• [Exercise]: Report every line of the items below that contains the word "brown". Case counts.

• [Data excerpts]:
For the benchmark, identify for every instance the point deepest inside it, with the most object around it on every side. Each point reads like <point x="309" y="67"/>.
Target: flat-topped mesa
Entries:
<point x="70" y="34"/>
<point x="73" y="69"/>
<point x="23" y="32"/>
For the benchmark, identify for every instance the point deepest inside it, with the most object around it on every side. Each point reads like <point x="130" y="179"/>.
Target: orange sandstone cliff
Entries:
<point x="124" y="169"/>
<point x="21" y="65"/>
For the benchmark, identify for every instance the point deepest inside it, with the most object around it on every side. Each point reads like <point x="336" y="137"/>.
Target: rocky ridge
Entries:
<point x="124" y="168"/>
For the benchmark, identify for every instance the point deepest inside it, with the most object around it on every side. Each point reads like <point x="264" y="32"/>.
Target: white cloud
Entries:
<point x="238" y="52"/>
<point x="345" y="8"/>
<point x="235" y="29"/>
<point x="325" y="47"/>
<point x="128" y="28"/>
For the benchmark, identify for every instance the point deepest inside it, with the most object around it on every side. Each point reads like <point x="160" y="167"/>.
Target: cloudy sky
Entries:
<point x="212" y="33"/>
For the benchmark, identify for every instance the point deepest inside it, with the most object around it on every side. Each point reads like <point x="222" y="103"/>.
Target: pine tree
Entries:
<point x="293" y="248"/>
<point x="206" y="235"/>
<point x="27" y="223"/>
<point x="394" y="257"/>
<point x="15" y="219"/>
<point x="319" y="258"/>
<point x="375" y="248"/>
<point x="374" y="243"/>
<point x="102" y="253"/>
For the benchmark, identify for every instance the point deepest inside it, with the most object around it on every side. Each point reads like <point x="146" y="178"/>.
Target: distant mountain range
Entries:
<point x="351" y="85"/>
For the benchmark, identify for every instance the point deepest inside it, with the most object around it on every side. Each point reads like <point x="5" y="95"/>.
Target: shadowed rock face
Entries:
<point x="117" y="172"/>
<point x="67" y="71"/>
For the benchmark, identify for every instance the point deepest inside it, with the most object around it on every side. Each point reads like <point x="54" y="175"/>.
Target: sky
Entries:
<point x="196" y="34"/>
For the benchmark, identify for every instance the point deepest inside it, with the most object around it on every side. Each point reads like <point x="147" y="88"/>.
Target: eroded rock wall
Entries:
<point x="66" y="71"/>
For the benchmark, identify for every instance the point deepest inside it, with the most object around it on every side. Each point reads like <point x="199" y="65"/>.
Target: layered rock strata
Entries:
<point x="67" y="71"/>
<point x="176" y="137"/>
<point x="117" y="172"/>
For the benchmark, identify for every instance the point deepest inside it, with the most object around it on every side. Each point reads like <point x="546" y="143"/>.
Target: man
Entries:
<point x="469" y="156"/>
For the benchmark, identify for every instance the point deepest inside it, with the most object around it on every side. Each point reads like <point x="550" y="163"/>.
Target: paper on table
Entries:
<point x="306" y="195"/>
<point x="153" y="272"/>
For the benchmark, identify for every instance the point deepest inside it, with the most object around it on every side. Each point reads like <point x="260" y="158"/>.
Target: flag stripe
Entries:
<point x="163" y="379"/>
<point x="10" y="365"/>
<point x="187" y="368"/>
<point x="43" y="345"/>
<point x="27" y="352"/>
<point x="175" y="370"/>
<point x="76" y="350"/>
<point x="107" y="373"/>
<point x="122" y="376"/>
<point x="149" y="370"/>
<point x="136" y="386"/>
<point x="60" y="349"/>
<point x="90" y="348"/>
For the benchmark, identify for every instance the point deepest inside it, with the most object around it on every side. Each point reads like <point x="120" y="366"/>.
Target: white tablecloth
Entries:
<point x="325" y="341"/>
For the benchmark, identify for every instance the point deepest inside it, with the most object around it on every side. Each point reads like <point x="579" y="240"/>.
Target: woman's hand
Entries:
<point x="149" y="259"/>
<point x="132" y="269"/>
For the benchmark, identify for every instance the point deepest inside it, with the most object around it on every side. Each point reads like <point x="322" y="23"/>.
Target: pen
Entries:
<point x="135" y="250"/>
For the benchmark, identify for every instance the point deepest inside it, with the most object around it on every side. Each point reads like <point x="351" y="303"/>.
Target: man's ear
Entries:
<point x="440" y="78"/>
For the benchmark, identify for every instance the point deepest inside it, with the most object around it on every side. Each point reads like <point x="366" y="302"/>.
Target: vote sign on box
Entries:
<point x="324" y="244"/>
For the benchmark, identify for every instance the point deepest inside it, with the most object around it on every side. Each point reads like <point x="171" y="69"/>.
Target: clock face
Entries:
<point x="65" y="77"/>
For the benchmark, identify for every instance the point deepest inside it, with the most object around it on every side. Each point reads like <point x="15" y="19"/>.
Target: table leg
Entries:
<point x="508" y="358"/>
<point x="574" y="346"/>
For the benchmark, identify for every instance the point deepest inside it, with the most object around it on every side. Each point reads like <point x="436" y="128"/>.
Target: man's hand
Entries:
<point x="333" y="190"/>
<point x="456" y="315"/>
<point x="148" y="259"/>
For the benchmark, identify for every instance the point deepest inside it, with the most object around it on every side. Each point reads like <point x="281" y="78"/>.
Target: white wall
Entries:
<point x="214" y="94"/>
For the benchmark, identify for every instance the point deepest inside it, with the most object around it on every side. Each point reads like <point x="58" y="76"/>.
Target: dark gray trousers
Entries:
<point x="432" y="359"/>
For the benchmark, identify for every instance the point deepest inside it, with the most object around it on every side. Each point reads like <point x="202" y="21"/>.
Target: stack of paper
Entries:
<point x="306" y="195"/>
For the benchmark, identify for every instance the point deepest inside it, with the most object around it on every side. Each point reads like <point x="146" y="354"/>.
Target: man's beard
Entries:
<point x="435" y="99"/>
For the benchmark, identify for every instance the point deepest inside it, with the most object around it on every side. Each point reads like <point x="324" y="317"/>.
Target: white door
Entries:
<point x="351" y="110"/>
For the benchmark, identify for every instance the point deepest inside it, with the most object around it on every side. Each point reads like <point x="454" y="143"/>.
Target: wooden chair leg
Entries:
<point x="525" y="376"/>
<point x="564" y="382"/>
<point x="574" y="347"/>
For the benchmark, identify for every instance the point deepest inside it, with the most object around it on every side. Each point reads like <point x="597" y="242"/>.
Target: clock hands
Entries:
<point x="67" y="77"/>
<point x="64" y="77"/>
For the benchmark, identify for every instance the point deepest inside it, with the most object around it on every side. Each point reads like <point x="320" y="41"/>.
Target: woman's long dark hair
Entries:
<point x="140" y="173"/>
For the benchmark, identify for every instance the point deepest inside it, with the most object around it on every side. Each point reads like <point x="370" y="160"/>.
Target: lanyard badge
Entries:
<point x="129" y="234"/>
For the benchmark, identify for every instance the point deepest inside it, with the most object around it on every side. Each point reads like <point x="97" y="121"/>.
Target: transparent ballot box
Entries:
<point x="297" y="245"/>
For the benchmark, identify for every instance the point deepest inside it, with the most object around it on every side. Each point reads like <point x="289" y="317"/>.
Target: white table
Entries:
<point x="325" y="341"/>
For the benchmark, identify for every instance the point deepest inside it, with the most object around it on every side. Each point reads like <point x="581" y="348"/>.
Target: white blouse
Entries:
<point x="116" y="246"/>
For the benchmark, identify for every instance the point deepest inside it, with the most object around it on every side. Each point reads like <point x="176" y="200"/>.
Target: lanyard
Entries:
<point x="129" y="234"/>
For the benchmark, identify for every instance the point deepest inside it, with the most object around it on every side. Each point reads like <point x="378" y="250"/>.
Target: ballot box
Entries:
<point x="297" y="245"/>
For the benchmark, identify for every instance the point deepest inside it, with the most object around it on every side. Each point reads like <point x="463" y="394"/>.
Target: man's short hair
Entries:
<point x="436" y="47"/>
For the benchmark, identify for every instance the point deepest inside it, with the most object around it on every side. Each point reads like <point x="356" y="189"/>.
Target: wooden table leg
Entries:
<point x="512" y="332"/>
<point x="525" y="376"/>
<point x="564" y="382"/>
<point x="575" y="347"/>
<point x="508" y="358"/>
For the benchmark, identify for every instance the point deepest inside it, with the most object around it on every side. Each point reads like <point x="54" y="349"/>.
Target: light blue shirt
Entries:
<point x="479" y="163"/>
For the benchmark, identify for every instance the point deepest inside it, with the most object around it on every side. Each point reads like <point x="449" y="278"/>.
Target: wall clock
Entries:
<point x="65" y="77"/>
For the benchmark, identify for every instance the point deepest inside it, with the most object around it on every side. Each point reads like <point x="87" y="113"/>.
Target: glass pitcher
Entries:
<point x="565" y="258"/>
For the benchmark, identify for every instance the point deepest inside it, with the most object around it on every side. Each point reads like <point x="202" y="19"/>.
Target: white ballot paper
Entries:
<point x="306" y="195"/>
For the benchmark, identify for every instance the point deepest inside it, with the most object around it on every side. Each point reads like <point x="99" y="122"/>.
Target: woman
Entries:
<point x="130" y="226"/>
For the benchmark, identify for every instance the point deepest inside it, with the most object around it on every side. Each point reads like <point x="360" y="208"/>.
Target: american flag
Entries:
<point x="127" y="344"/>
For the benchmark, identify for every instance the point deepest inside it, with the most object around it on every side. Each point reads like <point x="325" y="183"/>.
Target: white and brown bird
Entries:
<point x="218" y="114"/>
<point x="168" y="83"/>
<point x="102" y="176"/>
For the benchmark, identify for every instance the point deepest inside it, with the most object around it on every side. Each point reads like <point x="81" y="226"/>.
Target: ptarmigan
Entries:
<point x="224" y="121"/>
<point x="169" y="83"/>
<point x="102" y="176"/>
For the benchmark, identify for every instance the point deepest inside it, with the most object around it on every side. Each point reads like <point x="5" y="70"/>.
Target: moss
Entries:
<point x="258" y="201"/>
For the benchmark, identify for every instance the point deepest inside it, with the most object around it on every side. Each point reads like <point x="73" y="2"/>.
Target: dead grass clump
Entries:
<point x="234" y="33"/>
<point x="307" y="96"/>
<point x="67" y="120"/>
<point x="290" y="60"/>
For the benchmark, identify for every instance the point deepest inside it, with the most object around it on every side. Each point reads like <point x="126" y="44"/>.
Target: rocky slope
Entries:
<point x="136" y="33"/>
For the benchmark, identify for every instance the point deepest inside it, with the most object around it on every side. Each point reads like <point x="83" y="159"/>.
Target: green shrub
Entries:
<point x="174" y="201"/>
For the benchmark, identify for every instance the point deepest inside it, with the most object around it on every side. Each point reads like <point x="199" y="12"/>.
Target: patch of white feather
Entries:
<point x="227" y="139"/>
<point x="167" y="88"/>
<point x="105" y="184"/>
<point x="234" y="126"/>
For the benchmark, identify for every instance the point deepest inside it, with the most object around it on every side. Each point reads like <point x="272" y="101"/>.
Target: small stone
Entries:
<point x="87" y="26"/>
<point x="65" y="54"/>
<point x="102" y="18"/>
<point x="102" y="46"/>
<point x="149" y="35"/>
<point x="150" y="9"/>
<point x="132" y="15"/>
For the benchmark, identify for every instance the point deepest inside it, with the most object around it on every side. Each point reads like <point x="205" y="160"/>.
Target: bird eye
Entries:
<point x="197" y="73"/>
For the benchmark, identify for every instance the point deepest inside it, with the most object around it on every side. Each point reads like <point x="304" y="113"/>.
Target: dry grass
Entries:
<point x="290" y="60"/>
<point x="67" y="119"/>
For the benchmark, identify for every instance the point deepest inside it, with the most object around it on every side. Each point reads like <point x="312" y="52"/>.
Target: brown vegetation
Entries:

• [Solution to the exercise]:
Target: white and brown bird
Target: brown vegetation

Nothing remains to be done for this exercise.